_Page text_
Love Never Fails is a collaboration album by American country artists, Barbara Fairchild, Connie Smith, and Sharon White. The album was released on August 12, 2003 on Daywind Records and was produced by Ricky Skaggs and Dorthy Leonard Miller. The album was collection of Gospel songs sung as a trio between the three artists.

Background 
Love Never Fails consisted of eleven tracks all recorded together by Barbara Fairchild, Connie Smith, and Sharon White. Most of the songs were Gospel material, however their style also gave it a Country pop sound to it was well, according to Slicpue.com. None of the other tracks were written by Fairchild, Smith, or White. The album's final track, "Walkin' Through the Fire" was written by country artist and Smith's husband, Marty Stuart. The album spawned two singles released in 2003: the "Closer to Home" and the title track, however both failed to chart.

_Complete the following_
(A) Rewrite the passage on Love Never Fails from "Love Never Fails is" to "failed to chart.", putting "group" in place of "trio".
(B) Name every person mentioned in the passage on Love Never Fails.
(C) Answer these from the passage on Love Never Fails:
(i) On what date was the album released?
(ii) How many tracks did the album have?
(iii) Who wrote the album's final track?

_Material provided_

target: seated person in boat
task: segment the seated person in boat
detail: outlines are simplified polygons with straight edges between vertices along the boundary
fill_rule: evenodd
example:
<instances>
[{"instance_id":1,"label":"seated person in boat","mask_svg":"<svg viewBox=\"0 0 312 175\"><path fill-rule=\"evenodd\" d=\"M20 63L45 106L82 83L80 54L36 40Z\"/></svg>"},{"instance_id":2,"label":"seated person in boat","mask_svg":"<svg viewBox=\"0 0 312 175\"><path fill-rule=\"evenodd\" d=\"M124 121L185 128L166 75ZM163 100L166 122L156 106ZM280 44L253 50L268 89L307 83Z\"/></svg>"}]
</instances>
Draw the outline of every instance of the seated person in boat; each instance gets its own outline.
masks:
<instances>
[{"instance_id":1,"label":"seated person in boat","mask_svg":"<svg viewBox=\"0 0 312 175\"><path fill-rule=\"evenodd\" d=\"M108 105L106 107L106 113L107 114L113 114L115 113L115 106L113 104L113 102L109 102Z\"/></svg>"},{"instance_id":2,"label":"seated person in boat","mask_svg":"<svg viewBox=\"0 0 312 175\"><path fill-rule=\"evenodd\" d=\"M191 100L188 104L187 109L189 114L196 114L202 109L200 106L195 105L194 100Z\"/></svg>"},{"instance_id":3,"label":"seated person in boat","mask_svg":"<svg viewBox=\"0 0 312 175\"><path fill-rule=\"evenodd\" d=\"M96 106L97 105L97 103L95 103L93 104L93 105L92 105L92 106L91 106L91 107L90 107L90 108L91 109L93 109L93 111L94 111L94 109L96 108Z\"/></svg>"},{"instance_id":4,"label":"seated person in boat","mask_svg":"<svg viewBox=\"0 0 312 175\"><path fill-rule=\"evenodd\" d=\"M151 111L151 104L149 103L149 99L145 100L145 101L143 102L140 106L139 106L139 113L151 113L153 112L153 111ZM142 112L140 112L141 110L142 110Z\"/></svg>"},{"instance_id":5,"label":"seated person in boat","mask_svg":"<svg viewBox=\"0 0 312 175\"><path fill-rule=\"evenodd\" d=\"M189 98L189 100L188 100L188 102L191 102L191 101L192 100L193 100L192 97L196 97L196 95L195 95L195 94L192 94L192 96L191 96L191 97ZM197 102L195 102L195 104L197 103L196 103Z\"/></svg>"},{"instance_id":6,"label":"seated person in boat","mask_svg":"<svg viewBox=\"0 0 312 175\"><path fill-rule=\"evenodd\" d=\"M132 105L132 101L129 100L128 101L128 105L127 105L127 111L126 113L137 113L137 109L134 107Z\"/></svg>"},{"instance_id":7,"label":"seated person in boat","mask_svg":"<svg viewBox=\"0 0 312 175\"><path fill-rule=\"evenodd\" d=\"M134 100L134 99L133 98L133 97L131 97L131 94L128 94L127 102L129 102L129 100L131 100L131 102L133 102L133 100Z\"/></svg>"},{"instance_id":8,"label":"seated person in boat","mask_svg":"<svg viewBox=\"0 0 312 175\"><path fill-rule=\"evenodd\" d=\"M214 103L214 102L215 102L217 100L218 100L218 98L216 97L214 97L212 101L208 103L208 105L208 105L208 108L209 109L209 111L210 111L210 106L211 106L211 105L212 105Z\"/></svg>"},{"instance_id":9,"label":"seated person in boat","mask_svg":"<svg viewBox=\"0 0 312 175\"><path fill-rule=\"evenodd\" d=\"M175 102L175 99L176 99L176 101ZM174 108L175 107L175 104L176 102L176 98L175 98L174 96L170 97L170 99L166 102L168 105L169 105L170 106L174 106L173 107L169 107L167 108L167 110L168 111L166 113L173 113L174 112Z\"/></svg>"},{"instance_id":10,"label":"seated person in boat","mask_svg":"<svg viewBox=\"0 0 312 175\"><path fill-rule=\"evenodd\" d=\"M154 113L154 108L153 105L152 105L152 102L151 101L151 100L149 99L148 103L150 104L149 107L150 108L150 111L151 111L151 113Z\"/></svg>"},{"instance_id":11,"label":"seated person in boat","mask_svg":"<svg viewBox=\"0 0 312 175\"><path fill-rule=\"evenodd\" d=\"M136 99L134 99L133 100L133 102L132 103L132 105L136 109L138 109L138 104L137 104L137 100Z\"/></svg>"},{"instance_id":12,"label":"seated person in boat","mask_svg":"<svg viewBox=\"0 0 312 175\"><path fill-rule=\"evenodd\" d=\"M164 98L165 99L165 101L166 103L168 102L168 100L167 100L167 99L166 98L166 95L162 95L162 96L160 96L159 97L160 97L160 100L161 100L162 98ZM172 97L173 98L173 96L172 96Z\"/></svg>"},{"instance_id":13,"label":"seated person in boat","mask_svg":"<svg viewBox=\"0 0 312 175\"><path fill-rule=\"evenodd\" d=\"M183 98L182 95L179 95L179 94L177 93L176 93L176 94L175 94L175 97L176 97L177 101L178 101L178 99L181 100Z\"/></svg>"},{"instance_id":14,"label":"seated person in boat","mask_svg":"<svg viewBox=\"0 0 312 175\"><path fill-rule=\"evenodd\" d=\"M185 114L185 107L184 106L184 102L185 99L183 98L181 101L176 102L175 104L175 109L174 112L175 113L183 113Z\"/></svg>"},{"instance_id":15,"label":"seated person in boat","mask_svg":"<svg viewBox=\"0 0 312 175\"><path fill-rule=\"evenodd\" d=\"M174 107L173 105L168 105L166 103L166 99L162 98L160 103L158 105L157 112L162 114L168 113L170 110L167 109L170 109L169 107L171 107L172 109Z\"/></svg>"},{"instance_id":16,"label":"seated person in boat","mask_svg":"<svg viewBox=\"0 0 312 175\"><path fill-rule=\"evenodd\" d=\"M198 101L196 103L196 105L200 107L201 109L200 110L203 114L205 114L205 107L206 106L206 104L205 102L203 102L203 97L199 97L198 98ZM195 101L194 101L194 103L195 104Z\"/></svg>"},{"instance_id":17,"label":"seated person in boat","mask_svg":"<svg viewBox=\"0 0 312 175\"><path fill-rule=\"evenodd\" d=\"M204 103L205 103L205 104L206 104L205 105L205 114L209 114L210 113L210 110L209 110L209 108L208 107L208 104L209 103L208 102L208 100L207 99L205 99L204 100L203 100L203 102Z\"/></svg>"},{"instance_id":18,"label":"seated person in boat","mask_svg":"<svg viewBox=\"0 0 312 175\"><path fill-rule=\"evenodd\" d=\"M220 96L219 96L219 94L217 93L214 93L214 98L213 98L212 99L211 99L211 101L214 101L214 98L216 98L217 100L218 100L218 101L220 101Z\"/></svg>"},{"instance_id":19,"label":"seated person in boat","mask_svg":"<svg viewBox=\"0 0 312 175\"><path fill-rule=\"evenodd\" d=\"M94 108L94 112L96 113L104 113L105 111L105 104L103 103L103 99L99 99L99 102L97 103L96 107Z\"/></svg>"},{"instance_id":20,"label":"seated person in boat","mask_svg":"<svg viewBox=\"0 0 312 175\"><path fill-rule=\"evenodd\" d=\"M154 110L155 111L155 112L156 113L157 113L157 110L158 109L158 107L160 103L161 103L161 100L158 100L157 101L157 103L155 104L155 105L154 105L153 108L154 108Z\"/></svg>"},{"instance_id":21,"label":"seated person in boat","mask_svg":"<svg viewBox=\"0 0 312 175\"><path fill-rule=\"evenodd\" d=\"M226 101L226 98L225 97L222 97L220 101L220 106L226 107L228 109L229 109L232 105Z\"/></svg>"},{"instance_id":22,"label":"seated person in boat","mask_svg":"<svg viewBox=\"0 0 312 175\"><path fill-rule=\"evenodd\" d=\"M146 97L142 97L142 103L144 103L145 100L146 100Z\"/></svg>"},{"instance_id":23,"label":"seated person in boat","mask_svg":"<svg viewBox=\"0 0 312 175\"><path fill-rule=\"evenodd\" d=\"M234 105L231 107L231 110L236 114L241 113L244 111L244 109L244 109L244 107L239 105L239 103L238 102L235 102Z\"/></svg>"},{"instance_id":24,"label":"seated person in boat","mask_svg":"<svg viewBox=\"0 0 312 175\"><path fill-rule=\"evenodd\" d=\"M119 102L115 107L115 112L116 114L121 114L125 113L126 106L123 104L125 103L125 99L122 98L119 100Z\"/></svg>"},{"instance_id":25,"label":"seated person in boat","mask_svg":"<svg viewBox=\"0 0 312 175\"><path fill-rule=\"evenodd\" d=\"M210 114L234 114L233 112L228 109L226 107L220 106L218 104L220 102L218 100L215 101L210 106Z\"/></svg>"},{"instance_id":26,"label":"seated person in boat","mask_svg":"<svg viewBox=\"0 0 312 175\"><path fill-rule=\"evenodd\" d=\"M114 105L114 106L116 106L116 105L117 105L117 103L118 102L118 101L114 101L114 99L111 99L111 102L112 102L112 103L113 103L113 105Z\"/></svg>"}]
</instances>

_Expected responses_
(A)
Love Never Fails is a collaboration album by American country artists, Barbara Fairchild, Connie Smith, and Sharon White. The album was released on August 12, 2003 on Daywind Records and was produced by Ricky Skaggs and Dorthy Leonard Miller. The album was collection of Gospel songs sung as a group between the three artists.

Background 
Love Never Fails consisted of eleven tracks all recorded together by Barbara Fairchild, Connie Smith, and Sharon White. Most of the songs were Gospel material, however their style also gave it a Country pop sound to it was well, according to Slicpue.com. None of the other tracks were written by Fairchild, Smith, or White. The album's final track, "Walkin' Through the Fire" was written by country artist and Smith's husband, Marty Stuart. The album spawned two singles released in 2003: the "Closer to Home" and the title track, however both failed to chart.

(B)
Barbara Fairchild
Connie Smith
Sharon White
Ricky Skaggs
Dorthy Leonard Miller
Marty Stuart

(C)
(i) August 12, 2003
(ii) Eleven
(iii) Marty Stuart